------ Bloc de texte
Réactions et temps d’échange

A ce stade de la réflexion du CSP, il ne sera pas question de promulguer un cadrage national, mais de donner des pistes qui seront à mettre en œuvre localement, dans chaque établissement.

Le CSP pose plusieurs pistes de réflexion dans le domaine info-documentaire, à lire toujours dans la perspective du Socle commun :

  • comment penser un CDI du socle ?
  • existe-t-il une continuité de formation dans la scolarité obligatoire, entre le primaire et le secondaire ?

Nous n’avons, en tant qu´enseignants du secondaire, que peu de visibilité sur les pratiques pédagogiques info-documentaires en primaire, même si nous savons que dans les programmes actuels apparaissent ponctuellement quelques notions ou compétences. Alexandre Serres signale qu’en revanche, des observations sont menées dans le supérieur, qui montrent le manque et l’hétérogénéité des compétences informationnelles des étudiants, imputables à l’absence de cohérence et de généralisation des formations assurées dans le secondaire.
------------
------ Extrait des données
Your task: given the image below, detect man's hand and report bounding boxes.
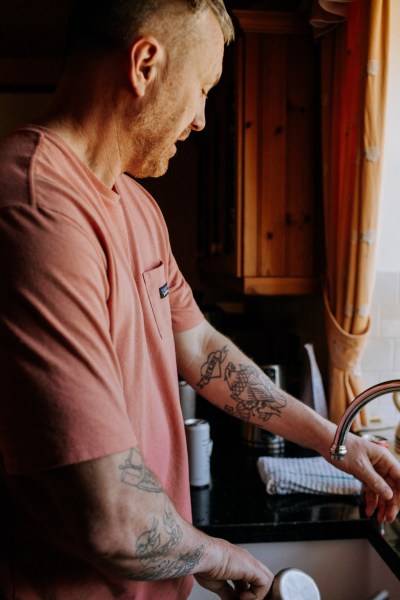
------------
## Série d'exercices
A. Recopiez le passage du texte sur la réflexion du CSP qui commence aux mots « Le CSP pose » et s'achève après « CDI du socle ? ».
B. D'après le texte sur la réflexion du CSP, dans quel niveau d'enseignement Alexandre Serres indique-t-il que des observations sont menées ?

## Corrigé détaillé
A.
Le CSP pose plusieurs pistes de réflexion dans le domaine info-documentaire, à lire toujours dans la perspective du Socle commun :

  • comment penser un CDI du socle ?

B. Dans le supérieur.